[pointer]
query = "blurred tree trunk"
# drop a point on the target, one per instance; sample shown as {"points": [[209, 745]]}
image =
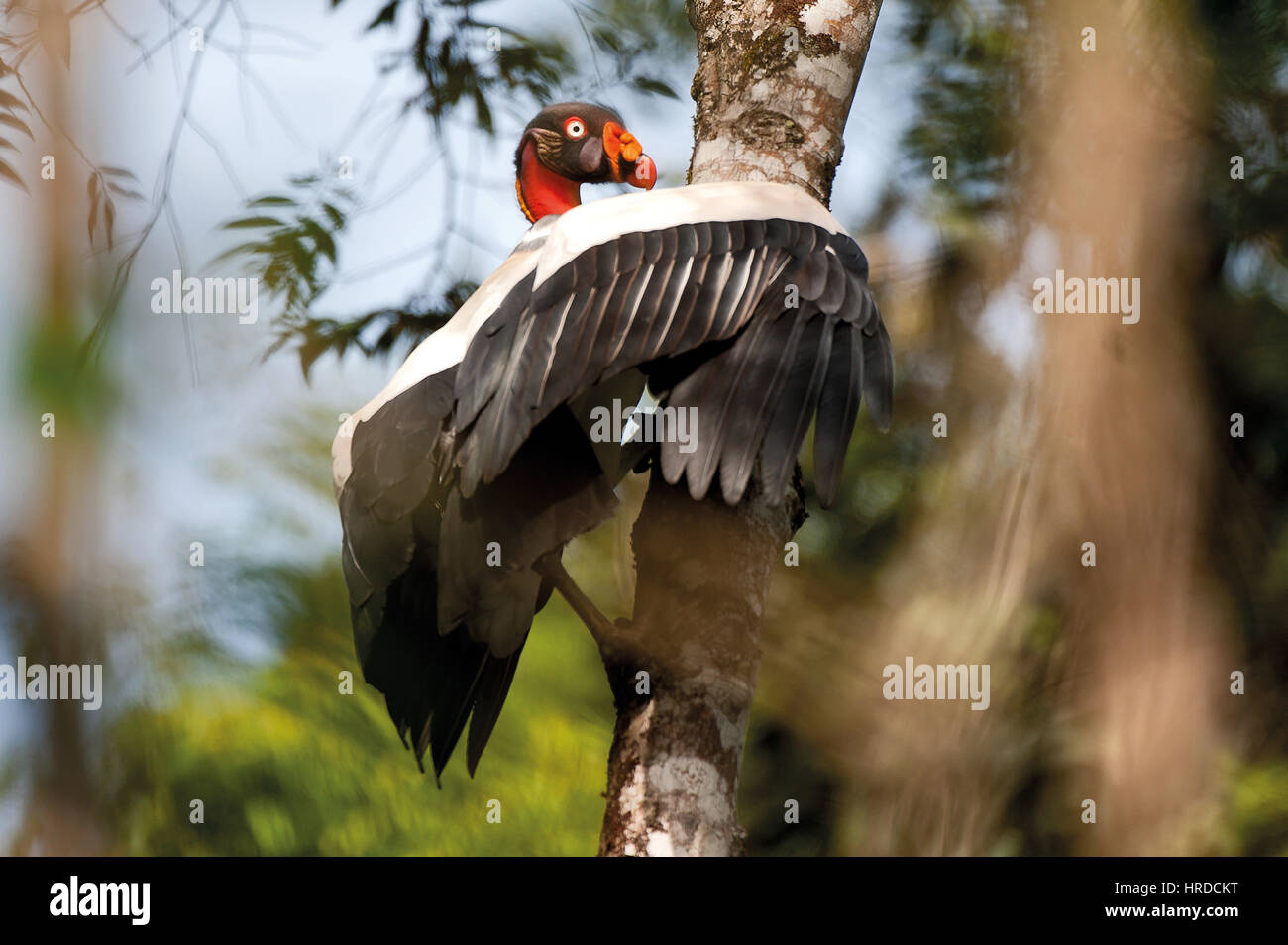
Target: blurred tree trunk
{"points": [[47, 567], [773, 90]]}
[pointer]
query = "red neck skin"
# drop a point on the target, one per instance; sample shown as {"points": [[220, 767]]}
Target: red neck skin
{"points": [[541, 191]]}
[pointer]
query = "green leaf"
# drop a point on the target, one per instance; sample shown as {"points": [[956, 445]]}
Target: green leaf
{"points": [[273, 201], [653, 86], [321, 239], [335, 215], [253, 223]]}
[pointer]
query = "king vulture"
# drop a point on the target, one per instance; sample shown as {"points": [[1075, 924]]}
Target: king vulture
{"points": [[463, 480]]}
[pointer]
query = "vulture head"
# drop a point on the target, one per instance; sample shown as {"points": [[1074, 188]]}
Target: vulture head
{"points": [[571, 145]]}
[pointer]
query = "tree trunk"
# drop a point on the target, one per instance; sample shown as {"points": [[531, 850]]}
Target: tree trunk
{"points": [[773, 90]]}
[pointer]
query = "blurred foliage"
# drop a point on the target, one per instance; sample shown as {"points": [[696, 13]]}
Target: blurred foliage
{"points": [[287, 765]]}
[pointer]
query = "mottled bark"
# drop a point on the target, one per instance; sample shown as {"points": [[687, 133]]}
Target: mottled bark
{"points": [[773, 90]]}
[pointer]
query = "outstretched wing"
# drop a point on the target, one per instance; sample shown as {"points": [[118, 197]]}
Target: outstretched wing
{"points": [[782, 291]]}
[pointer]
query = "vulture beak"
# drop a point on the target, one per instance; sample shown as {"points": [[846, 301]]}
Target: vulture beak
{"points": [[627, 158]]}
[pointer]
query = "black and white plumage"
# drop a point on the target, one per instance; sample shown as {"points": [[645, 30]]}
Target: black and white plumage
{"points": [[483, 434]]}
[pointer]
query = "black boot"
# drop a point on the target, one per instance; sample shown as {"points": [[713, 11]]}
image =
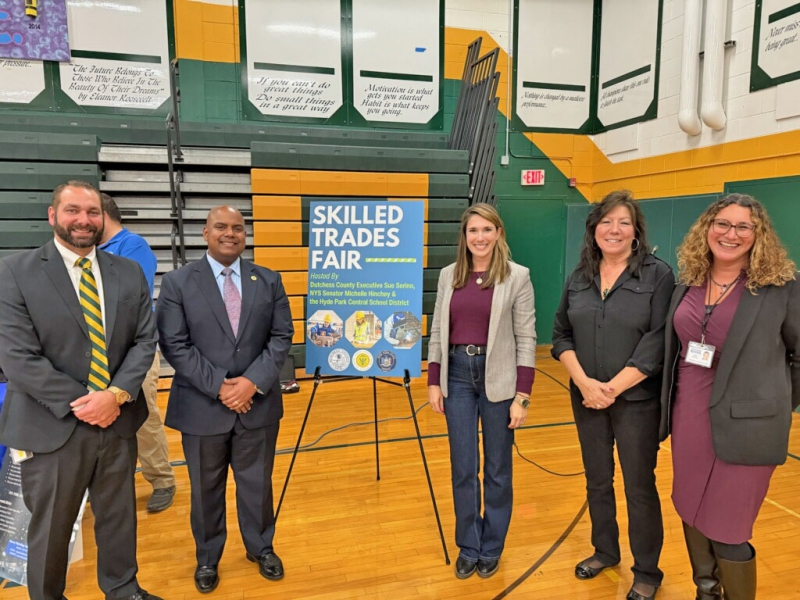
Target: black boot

##########

■ **ACTIVITY**
What is needed is an exact copy of only the lines from the line containing "Target: king vulture" through the last line of the entries, inclusive, without the pictures.

■ **ANSWER TO THE EXERCISE**
Target: king vulture
{"points": [[463, 480]]}
[pointer]
query = "vulture head"
# drop a point on the target, one per instance; sample shown as {"points": [[1074, 188]]}
Target: vulture head
{"points": [[571, 145]]}
[pointer]
query = "tree trunk"
# drop a point on the target, one per instance; sample shown as {"points": [[531, 850]]}
Target: tree trunk
{"points": [[773, 90]]}
[pointer]
query = "blurred foliage"
# drop a point on the target, one per instance; sample shown as {"points": [[696, 13]]}
Target: blurred foliage
{"points": [[287, 765]]}
[pointer]
query = "mottled bark"
# drop a point on the target, one per instance; sample shown as {"points": [[687, 133]]}
Target: mottled bark
{"points": [[773, 90]]}
[pointer]
query = "outstretched wing"
# drop a point on the target, one per instance; sample shown as {"points": [[118, 197]]}
Target: outstretched wing
{"points": [[782, 291]]}
[pointer]
query = "vulture beak"
# drop a point on the target, one per instance; sample shown as {"points": [[846, 301]]}
Target: vulture beak
{"points": [[627, 158]]}
[pointer]
query = "black and white plumage"
# drop a point on the target, one per instance; sample shown as {"points": [[645, 30]]}
Target: black and white plumage
{"points": [[483, 434]]}
[pointer]
query = "black boot"
# drop a point on the target, one per instance; sample shown as {"points": [[713, 11]]}
image =
Target: black boot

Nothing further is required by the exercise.